Por Carlos André, poeta e editor.
É ninguém menos que Cláudio Willer quem diz, no prefácio do mais recente livro do poeta Nitiren Queiroz, estar “atento, tentando captar” o trabalho deste autor, que oferece uma “garrafada alucinógena” a seus leitores, desta vez em “O Apocalipse é meu Parque de Diversões”, publicado pela Editora Clóe, de Diadema, São Paulo.
Já nos dois livros anteriores — “Nêfesh”, pela Dobra Editorial e “Pelos Olhos do Jaguar”, pela Urutau —, Nitiren vem preparando o que aqui se adensa numa dicção mais madura e um excelente livro: um encantamento de sua própria poética pela reverência contínua à linguagens de tradições místicas múltiplas — num duplo exercício de estilização do próprio texto e de sacralização da poesia, ao irmana-la a outras expressões textuais mágicas. E, melhor ainda, sem sectarismos.
É o delírio que une estas muitas linguagens, parece nos dizer o livro. E é esta linguagem que delira que, por sua vez, cria esta mesma união. “Hocus pocus orobouros!”

::::

→ OBJETIVO 1
Transcreva do artigo, sem alterações, o trecho que começa nas palavras "Por Carlos André, poeta" e termina em "Diadema, São Paulo.".

→ DADOS FORNECIDOS
::::

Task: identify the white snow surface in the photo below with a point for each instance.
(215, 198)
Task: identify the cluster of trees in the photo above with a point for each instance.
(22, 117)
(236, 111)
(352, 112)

::::

→ OBJETIVO 2
Reescreva todas as linhas de dados acima, sem omitir nenhuma, aumentando em 82 cada número das coordenadas que aparecem nas respostas.

→ SOLUÇÃO DA TAREFA 1
Por Carlos André, poeta e editor.
É ninguém menos que Cláudio Willer quem diz, no prefácio do mais recente livro do poeta Nitiren Queiroz, estar “atento, tentando captar” o trabalho deste autor, que oferece uma “garrafada alucinógena” a seus leitores, desta vez em “O Apocalipse é meu Parque de Diversões”, publicado pela Editora Clóe, de Diadema, São Paulo.

→ SOLUÇÃO DA TAREFA 2
Task: identify the white snow surface in the photo below with a point for each instance.
(297, 280)
Task: identify the cluster of trees in the photo above with a point for each instance.
(104, 199)
(318, 193)
(434, 194)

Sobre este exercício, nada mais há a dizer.